--- begin ---
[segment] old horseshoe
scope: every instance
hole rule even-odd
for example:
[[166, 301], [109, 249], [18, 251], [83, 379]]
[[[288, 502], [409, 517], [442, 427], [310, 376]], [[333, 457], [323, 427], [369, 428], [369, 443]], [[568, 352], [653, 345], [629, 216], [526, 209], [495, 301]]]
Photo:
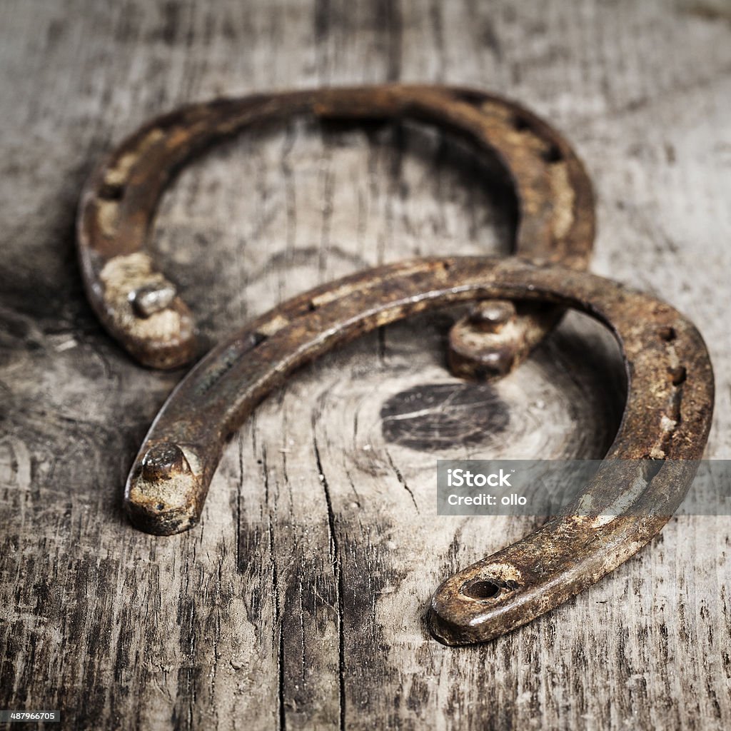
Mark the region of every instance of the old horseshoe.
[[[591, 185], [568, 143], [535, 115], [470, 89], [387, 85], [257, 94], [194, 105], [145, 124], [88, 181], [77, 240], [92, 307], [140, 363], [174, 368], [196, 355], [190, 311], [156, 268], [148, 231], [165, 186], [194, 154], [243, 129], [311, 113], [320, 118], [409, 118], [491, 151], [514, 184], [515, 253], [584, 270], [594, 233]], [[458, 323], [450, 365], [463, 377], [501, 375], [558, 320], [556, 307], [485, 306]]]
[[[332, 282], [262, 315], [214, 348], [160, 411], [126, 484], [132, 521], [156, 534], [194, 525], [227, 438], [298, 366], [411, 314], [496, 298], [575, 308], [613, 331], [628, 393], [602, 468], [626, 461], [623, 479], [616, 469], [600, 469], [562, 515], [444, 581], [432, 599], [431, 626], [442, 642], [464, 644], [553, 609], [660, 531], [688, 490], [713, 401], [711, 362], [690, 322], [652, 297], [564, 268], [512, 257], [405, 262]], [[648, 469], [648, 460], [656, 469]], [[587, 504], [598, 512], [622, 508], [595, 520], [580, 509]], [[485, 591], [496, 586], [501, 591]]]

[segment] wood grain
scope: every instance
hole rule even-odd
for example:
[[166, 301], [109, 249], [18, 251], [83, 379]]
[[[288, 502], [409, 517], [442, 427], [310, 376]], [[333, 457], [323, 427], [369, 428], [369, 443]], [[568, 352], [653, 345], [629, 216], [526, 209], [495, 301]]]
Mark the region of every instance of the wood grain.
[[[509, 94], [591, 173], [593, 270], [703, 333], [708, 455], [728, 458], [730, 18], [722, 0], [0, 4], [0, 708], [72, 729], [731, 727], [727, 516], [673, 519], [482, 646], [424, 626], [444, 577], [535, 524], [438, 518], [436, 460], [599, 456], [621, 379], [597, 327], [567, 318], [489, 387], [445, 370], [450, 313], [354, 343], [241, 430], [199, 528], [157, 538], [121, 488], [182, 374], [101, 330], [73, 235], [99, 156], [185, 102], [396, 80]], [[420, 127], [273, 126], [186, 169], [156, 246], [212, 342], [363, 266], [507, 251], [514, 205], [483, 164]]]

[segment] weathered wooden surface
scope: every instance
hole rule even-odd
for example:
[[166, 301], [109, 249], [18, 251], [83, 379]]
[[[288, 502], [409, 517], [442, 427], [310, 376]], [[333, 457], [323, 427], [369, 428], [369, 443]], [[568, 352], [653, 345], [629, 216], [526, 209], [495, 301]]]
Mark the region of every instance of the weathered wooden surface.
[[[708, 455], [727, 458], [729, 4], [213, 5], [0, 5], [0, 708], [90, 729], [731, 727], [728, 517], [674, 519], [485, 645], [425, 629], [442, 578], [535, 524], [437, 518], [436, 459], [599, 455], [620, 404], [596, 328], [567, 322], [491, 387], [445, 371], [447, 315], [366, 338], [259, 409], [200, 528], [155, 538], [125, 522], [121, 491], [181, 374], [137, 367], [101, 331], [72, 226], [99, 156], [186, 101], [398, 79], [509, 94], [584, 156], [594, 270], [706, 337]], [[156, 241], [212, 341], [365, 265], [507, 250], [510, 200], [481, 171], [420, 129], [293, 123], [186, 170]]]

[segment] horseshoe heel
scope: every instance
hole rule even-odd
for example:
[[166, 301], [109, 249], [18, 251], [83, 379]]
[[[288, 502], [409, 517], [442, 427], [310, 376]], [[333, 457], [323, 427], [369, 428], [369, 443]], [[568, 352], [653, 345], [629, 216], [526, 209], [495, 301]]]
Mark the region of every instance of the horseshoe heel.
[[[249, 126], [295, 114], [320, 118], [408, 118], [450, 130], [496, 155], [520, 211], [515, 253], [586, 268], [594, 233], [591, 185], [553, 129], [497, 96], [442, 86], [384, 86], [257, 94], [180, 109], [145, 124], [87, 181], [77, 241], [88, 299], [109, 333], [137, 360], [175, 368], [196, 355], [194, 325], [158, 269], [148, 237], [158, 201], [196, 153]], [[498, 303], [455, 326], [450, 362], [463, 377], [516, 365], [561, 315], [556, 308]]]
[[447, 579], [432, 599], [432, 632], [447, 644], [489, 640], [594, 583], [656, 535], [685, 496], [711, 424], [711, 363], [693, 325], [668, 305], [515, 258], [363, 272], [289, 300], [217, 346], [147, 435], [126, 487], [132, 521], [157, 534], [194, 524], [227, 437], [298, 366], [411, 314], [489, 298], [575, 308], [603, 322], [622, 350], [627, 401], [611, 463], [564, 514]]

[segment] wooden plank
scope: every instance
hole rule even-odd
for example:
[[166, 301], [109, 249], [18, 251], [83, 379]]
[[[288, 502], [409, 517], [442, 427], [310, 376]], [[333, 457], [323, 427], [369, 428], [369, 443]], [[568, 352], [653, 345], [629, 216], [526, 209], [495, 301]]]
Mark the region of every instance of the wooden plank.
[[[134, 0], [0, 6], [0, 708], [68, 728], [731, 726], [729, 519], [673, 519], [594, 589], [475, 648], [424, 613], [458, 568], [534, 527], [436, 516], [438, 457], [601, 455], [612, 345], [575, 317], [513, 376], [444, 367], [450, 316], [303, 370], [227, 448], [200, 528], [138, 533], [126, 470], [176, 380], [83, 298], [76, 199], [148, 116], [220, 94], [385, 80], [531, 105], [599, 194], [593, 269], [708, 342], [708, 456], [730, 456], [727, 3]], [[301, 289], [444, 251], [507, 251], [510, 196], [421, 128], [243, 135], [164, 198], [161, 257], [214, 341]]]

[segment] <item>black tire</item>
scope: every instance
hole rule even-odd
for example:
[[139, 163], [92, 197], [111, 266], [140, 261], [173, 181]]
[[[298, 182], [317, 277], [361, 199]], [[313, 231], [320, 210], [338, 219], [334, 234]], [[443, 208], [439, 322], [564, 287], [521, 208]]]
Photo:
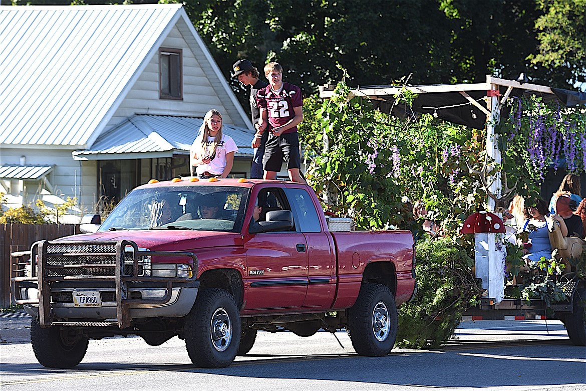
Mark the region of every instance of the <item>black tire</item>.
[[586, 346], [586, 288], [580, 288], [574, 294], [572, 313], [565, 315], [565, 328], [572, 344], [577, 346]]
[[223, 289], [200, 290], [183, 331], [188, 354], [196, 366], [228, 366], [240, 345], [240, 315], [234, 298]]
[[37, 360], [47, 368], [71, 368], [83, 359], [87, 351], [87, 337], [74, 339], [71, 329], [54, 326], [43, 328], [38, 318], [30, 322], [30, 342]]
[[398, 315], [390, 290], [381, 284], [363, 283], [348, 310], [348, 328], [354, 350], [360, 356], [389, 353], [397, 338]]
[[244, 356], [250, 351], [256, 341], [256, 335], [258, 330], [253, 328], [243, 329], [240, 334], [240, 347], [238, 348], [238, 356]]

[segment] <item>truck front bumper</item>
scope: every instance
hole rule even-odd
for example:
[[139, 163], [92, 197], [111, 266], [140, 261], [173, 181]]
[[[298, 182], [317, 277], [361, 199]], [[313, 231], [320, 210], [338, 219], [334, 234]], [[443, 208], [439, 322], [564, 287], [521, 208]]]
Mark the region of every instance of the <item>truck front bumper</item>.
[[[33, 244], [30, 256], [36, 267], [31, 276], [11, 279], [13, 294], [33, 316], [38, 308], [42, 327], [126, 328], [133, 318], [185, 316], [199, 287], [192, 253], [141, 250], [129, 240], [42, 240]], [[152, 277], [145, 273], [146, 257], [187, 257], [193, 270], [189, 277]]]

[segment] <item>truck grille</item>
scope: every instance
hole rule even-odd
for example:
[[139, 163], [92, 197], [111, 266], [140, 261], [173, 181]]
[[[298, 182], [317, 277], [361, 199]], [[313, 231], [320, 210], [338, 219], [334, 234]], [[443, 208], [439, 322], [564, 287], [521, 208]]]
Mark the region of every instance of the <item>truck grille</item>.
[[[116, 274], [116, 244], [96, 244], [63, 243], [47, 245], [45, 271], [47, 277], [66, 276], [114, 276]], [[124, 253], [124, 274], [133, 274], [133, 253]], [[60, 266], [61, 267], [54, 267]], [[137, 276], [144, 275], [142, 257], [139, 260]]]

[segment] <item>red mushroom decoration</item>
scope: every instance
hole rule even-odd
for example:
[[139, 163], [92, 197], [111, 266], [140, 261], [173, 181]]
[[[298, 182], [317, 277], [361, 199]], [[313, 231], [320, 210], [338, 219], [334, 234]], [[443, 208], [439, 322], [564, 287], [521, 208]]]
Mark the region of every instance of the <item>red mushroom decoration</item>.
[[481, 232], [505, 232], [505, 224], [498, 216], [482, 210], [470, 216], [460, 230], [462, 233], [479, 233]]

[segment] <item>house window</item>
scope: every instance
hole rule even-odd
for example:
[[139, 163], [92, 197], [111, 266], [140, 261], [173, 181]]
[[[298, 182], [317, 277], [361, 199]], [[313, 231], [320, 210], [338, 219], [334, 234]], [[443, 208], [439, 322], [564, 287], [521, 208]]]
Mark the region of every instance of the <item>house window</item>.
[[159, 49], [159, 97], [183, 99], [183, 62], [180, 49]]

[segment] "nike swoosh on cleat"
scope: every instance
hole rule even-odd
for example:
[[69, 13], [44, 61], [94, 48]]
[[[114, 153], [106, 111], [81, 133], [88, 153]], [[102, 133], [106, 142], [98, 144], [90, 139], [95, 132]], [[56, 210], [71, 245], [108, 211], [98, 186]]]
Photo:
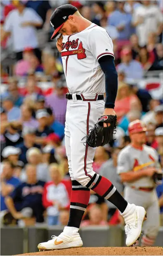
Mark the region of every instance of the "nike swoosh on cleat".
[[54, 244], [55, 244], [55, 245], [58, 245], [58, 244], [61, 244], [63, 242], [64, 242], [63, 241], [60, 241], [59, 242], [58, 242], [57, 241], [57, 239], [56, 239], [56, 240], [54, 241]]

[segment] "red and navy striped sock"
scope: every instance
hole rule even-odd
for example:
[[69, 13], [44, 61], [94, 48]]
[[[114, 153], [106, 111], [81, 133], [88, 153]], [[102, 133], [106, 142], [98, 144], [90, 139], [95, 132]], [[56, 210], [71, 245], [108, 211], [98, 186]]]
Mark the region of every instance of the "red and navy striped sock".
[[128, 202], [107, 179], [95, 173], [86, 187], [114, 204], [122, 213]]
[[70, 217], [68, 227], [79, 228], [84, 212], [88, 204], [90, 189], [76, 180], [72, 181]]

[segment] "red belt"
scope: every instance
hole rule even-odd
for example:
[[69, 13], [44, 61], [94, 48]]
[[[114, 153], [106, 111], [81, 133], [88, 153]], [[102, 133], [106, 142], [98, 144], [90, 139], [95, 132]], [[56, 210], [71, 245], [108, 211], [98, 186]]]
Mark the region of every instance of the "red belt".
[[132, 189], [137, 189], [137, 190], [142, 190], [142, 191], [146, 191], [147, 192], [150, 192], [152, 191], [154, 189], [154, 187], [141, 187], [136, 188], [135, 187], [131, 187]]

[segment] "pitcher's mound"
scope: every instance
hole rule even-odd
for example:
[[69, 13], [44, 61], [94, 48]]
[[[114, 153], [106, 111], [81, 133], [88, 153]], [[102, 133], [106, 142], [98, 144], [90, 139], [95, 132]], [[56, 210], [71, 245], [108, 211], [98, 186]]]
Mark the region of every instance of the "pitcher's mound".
--- end ---
## Written request
Please reproduce, without any change, the part of the records above that opens with the line containing "[segment] wooden plank" and closes with the line containing "257], [214, 341]]]", both of those lines included.

## Result of this task
[segment] wooden plank
scope: every instance
hole rule even-odd
for example:
[[166, 301], [109, 249], [18, 251], [83, 379]]
[[[288, 502], [409, 517], [442, 427], [310, 376]], [[333, 457], [323, 427], [369, 428], [369, 443]], [[568, 352], [653, 345], [629, 216], [526, 209], [495, 301]]]
Mark the region of every instance of the wooden plank.
[[[134, 0], [0, 6], [0, 708], [68, 728], [731, 726], [729, 519], [673, 519], [594, 589], [475, 648], [424, 613], [458, 568], [534, 527], [436, 516], [438, 457], [601, 455], [612, 345], [575, 317], [513, 376], [444, 367], [450, 316], [303, 370], [227, 448], [200, 528], [138, 533], [126, 470], [176, 380], [83, 298], [76, 199], [148, 116], [220, 94], [385, 80], [531, 105], [599, 194], [593, 269], [708, 342], [708, 456], [730, 456], [727, 3]], [[301, 289], [444, 251], [507, 251], [510, 196], [421, 128], [243, 135], [164, 198], [161, 257], [214, 341]]]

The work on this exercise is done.